===== Brano di lettura =====

Il Wall Street Journal riconosce il merito del governatore di Bankitalia Mario Draghi e di altre autorità bancarie che, insieme, hanno permesso all’Italia di beneficiare di una posizione finanziaria relativamente buona.

“Sfortunatamente – prosegue, però il quotidiano, – il loro successo non significa che tutto va bene. Il Wsj ricorda infatti che lo stesso Draghi ha affermato che l’Italia “è incapace di crescere a un tasso sostenibile…una chiara perdita di competitività, se paragonata ai nostri principali partner europei”.

D’altronde, dati in mano, nel periodo compreso tra il 1998 e il 2008, la produttività tedesca è cresciuta del 22%, quella francese del 18%, mentre quella dell’Italia di appena il 3%. “Se la crescita della produttività non aumenterà, l’economia italiana non riuscirà a crescere a un ritmo più veloce di quella soglia dell’1% che il governo ha stimato per quest’anno e per il prossimo. Nel qual caso, ha fatto notare l’Ocse, le entrate fiscali scenderanno e l’Italia non sarà capace di centrare il proprio target sul deficit.

Ma i problemi non finiscono qui: Irwin Stelzer, autore dell’articolo, afferma infatti che gli imprenditori con cui ha parlato hanno affermato che il governo italiano, a prescindere dal voto di fiducia su Silvio Berlusconi del prossimo 14 dicembre, il governo italiana rimarrà incapace di ripulire l’immondizia che sta soffocando Napoli, né riuscirà a salvare il patrimonio artistico della nazione, o avviare quelle riforme strutturali necessarie per rivitalizzare l’economia.

===== Righe =====

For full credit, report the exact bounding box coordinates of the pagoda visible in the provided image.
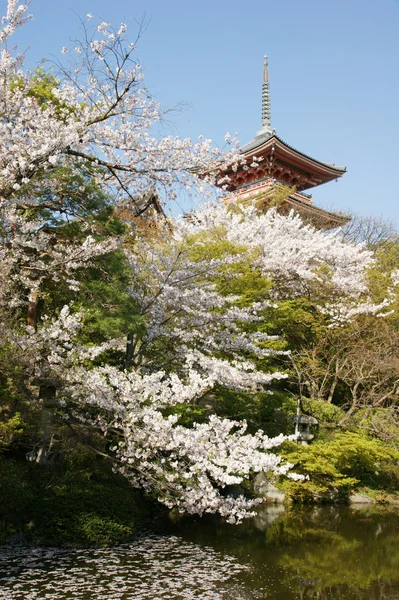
[220,56,350,230]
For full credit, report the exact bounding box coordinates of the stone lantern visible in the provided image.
[295,400,319,446]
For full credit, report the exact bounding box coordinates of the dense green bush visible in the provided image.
[282,431,399,502]
[0,459,147,546]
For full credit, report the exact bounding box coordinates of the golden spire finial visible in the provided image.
[263,54,269,83]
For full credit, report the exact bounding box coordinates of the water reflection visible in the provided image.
[0,506,399,600]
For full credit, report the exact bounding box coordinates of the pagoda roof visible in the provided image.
[241,131,346,190]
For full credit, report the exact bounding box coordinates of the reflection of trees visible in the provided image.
[267,509,399,600]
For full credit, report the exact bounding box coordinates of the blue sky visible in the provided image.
[9,0,399,226]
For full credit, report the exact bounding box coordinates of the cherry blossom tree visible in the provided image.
[0,0,394,522]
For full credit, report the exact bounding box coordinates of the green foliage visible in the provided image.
[302,398,345,426]
[0,448,146,546]
[0,412,23,450]
[282,432,399,502]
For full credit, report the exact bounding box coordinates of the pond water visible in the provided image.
[0,506,399,600]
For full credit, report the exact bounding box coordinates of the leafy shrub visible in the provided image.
[282,432,399,502]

=====

**Da svolgere**.
• 1. Riformuli in modo più conciso il paragrafo del brano sull'economia italiana che inizia con "D'altronde, dati in mano", conservandone i fatti principali.
• 2. Citi fedelmente dal brano sull'economia italiana il passo che comincia con "Ma i problemi" e si conclude con "per rivitalizzare l’economia.".

**Risposte in ordine**.
• 1. Tra il 1998 e il 2008 la produttività è cresciuta del 22% in Germania, del 18% in Francia e appena del 3% in Italia. Se la produttività non aumenterà, l'economia italiana non supererà la crescita dell'1% stimata dal governo per quest'anno e per il prossimo. In tal caso, secondo l'Ocse, le entrate fiscali caleranno e l'Italia non centrerà il proprio obiettivo sul deficit.

• 2.
Ma i problemi non finiscono qui: Irwin Stelzer, autore dell’articolo, afferma infatti che gli imprenditori con cui ha parlato hanno affermato che il governo italiano, a prescindere dal voto di fiducia su Silvio Berlusconi del prossimo 14 dicembre, il governo italiana rimarrà incapace di ripulire l’immondizia che sta soffocando Napoli, né riuscirà a salvare il patrimonio artistico della nazione, o avviare quelle riforme strutturali necessarie per rivitalizzare l’economia.